*** Provided text ***

Smokes and candy bars: One more patient data set that hospitals will hold hostage

Now that they’ve got the snazzy websites with chirpy videos and lots of Facebook friends and Twitter followers, hospitals are catching on to the dark side of consumer marketing: profiling. Bloomberg reports that hospitals are starting to analyze patients based on their purchasing habits. The idea is to predict the likely sickies and intervene before […]

Now that they’ve got the snazzy websites with chirpy videos and lots of Facebook friends and Twitter followers, hospitals are catching on to the dark side of consumer marketing: profiling. Bloomberg reports that hospitals are starting to analyze patients based on their purchasing habits. The idea is to predict the likely sickies and intervene before full-blown COPD or diabetes sets in.

Information compiled by data brokers from public records and credit card transactions can reveal where a person shops, the food they buy, and whether they smoke. The largest hospital chain in the Carolinas is plugging data for 2 million people into algorithms designed to identify high-risk patients, while Pennsylvania’s biggest system uses household and demographic data. Patients and their advocates, meanwhile, say they’re concerned that big data’s expansion into medical care will hurt the doctor-patient relationship and threaten privacy.

I am not against this practice. Hospitals are going to get dinged for patients behaving badly. You can’t blame them for figuring out who is going to hurt the bottom line.

*** End of Provided text ***
*** Source information ***

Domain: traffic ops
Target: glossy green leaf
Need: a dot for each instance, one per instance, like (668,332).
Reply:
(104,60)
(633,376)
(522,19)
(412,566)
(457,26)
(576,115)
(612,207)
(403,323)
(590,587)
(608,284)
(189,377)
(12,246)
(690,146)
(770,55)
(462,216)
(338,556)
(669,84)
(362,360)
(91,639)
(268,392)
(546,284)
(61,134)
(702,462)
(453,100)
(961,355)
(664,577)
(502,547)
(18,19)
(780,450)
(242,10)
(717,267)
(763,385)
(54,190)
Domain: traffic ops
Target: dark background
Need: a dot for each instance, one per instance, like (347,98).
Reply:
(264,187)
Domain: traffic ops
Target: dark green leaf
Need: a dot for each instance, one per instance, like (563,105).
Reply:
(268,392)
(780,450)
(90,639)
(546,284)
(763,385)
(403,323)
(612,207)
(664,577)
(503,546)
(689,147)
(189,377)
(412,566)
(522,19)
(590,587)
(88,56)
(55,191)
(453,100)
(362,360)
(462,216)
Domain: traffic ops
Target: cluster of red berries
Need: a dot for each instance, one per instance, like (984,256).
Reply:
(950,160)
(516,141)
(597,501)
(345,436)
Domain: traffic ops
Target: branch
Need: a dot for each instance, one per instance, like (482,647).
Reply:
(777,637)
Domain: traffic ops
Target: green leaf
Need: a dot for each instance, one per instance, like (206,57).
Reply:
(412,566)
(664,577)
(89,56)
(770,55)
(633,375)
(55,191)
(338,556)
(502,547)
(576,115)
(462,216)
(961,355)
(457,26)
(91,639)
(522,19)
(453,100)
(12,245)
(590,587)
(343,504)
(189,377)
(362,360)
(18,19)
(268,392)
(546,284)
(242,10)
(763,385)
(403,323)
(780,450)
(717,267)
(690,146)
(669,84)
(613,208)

*** End of Source information ***

Task set.
1 - In the article on hospitals profiling patients, how many people's data is the largest hospital chain in the Carolinas feeding into its algorithms?
2 - Continue the article on hospitals profiling patients from its final sentence.

Exercise results.
1 - Data for 2 million people.

2 -
The problem is how they are using this data. Instead of laying it out to the patient and using the profile as a teaching moment, it’s just more of the same paternalistic approach. “Poor dear, you don’t know how to take care of yourself. (Insert a pat on the head here.) Let me tell you how.” The “or else” part of that sentence is silent – for now.

Hospitals, doctors, nurses, bureaucrats – everyone who touches healthcare – needs to embrace these two conflicting truths:

  1. People don’t like to be told what to do.
  2. People don’t always understand how daily choices affect their health.

Use these two facts to turn this profiling data into a teaching moment. Don’t start creepy robo-calls about diabetes or buy more pamphlets about how to stop smoking – this will just piss people off and make them even LESS likely to listen to healthcare messages.

I am extra grumpy today because I am playing phone tag with a nurse about test results. This new set of consumer purchasing data is exactly like the hunt for personal health records: one more informational weapon that hospitals and providers use against patients. We know what you’re doing and we’re going to punish you for what you’re doing, but we’re not going to give you the same information so you can make your own decisions.

And don’t even start with, “But some people won’t know what to do with the information. We don’t want to scare them.” Hospitals and doctors should be more worried about pissing off the engaged patients than worrying about the people who probably wouldn’t read the info anyway.

Please, please, please don’t gear this profiling to the lowest common denominator of patients. Create a solution for the patients who do care, who will take the time to read and learn, and who want to make informed decisions with doctors. Try to believe that if you lay it all out to a person, she will draw her own conclusions and make changes.

Patients are more likely to listen to other patients anyway, so if you respect the engaged patients, they will bring everyone else along.

And anyone who doesn’t listen or care or engage after the educational push? Then penalize those people — and ONLY those people — with the condescending approach and the insulting robocalls.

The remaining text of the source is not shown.